**Problem details**
Reproduce the listing from its first line down through the line containing "point(541, 473)", switching every "example output" to "sample output" and leaving everything else unchanged. Leave the pictures out of your answer.

**Provided data**
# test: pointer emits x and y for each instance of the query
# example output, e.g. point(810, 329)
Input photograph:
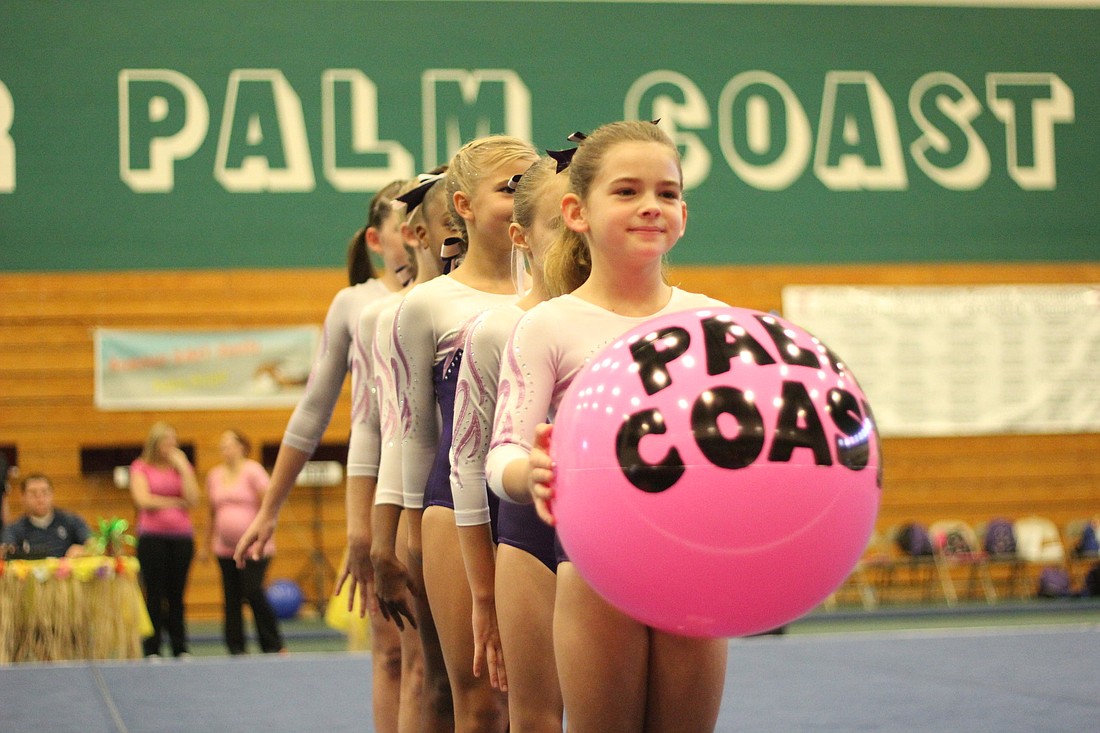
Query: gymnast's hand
point(393, 588)
point(360, 573)
point(540, 473)
point(252, 543)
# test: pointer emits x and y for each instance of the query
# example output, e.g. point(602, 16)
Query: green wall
point(149, 134)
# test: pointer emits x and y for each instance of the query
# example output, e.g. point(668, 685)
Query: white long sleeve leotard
point(548, 347)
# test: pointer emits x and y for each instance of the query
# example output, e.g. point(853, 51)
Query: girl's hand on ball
point(541, 473)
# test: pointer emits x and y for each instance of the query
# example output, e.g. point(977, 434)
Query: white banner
point(202, 370)
point(972, 360)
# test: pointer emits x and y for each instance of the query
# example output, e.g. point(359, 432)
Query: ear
point(373, 242)
point(420, 236)
point(462, 205)
point(518, 237)
point(408, 233)
point(573, 214)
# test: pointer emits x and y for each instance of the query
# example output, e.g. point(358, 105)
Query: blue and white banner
point(202, 370)
point(964, 360)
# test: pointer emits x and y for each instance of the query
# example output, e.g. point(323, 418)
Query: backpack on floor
point(1000, 537)
point(913, 539)
point(1053, 582)
point(1092, 581)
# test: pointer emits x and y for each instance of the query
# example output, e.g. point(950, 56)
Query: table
point(87, 608)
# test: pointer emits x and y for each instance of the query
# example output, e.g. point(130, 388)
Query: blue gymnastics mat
point(1025, 679)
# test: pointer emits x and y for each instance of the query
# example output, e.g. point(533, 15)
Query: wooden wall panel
point(46, 389)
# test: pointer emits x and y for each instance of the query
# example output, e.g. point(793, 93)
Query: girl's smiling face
point(487, 208)
point(635, 206)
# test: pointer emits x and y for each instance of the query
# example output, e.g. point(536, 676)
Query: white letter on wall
point(780, 162)
point(358, 98)
point(263, 143)
point(7, 144)
point(154, 132)
point(858, 143)
point(488, 101)
point(948, 151)
point(1030, 102)
point(686, 109)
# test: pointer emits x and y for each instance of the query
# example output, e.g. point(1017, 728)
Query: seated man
point(44, 531)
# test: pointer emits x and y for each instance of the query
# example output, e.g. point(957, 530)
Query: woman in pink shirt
point(235, 488)
point(164, 489)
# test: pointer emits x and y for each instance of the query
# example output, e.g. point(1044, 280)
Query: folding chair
point(1038, 545)
point(955, 545)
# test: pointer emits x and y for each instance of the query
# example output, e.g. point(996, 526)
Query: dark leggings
point(241, 584)
point(164, 565)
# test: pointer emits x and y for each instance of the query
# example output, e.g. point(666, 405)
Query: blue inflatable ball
point(286, 598)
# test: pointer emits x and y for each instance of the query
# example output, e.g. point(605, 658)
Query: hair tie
point(415, 197)
point(451, 253)
point(563, 157)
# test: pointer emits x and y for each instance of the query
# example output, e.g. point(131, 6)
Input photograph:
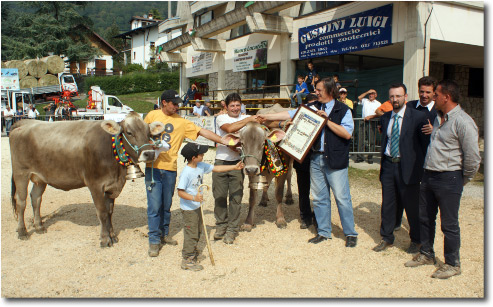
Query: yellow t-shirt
point(176, 129)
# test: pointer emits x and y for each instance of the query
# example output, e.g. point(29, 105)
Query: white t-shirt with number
point(223, 152)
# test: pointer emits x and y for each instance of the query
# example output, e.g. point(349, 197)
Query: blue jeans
point(322, 179)
point(299, 97)
point(159, 196)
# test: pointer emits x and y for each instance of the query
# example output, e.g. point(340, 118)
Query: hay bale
point(36, 68)
point(48, 80)
point(55, 64)
point(21, 67)
point(28, 82)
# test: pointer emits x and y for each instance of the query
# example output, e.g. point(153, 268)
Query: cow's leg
point(36, 197)
point(21, 183)
point(280, 221)
point(289, 193)
point(264, 201)
point(248, 225)
point(102, 209)
point(110, 204)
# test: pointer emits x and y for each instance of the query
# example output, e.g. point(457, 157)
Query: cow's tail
point(14, 203)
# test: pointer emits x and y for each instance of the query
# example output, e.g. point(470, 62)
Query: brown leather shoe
point(446, 271)
point(418, 260)
point(383, 245)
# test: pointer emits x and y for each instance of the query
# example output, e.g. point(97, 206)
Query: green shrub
point(135, 82)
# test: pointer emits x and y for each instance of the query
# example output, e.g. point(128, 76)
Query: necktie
point(394, 138)
point(317, 144)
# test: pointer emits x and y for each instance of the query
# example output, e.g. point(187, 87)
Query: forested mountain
point(104, 13)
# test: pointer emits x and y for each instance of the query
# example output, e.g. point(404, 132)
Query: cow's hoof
point(246, 227)
point(282, 225)
point(40, 230)
point(106, 242)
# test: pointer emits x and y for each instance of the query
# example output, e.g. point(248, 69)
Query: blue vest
point(336, 149)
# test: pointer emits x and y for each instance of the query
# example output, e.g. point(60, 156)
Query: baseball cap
point(171, 95)
point(191, 150)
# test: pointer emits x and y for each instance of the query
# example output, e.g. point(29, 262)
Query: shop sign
point(250, 57)
point(366, 30)
point(10, 79)
point(202, 63)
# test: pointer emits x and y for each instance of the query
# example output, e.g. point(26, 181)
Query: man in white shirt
point(367, 131)
point(228, 219)
point(8, 114)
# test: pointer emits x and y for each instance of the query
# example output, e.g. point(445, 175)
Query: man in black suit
point(426, 87)
point(403, 151)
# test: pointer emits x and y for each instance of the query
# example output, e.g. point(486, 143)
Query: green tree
point(47, 27)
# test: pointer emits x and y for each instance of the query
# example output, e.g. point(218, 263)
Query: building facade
point(260, 47)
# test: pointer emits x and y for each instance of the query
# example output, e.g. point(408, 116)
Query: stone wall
point(472, 105)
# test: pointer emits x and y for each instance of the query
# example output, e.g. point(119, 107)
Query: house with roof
point(101, 64)
point(142, 39)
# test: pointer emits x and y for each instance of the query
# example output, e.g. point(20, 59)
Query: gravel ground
point(265, 263)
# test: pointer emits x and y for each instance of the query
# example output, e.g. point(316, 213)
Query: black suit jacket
point(412, 143)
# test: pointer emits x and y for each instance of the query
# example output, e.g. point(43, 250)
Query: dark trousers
point(303, 179)
point(396, 193)
point(224, 184)
point(441, 190)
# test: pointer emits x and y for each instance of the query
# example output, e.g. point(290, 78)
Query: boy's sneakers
point(168, 240)
point(153, 250)
point(190, 263)
point(446, 271)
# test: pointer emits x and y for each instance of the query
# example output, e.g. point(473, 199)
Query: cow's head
point(253, 138)
point(137, 135)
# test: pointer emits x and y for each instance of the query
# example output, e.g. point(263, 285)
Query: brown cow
point(252, 138)
point(73, 154)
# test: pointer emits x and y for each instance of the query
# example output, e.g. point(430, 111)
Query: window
point(310, 7)
point(203, 18)
point(476, 83)
point(269, 76)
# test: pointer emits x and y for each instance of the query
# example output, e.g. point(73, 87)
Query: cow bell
point(133, 172)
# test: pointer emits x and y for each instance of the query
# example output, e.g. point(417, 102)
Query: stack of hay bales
point(38, 72)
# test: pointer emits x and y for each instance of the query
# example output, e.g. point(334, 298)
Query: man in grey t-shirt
point(451, 162)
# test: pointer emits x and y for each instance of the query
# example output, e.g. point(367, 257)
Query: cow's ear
point(156, 128)
point(111, 127)
point(276, 135)
point(231, 139)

**Answer to this task**
# test: pointer emits x and y for each instance of the query
# sample output, e.g. point(810, 329)
Input photograph:
Query: gymnast's hand
point(393, 588)
point(360, 573)
point(540, 473)
point(252, 543)
# test: pointer emits x and y for each instance of the query
# sample output, e.g. point(602, 16)
Query: green wall
point(149, 134)
# test: pointer emits x and y for each instance of the query
# sample output, e.g. point(668, 685)
Query: white long sleeve leotard
point(548, 347)
# test: pointer emits x and y for each instance of the query
# sample output, e.g. point(853, 51)
Query: girl's hand on ball
point(541, 473)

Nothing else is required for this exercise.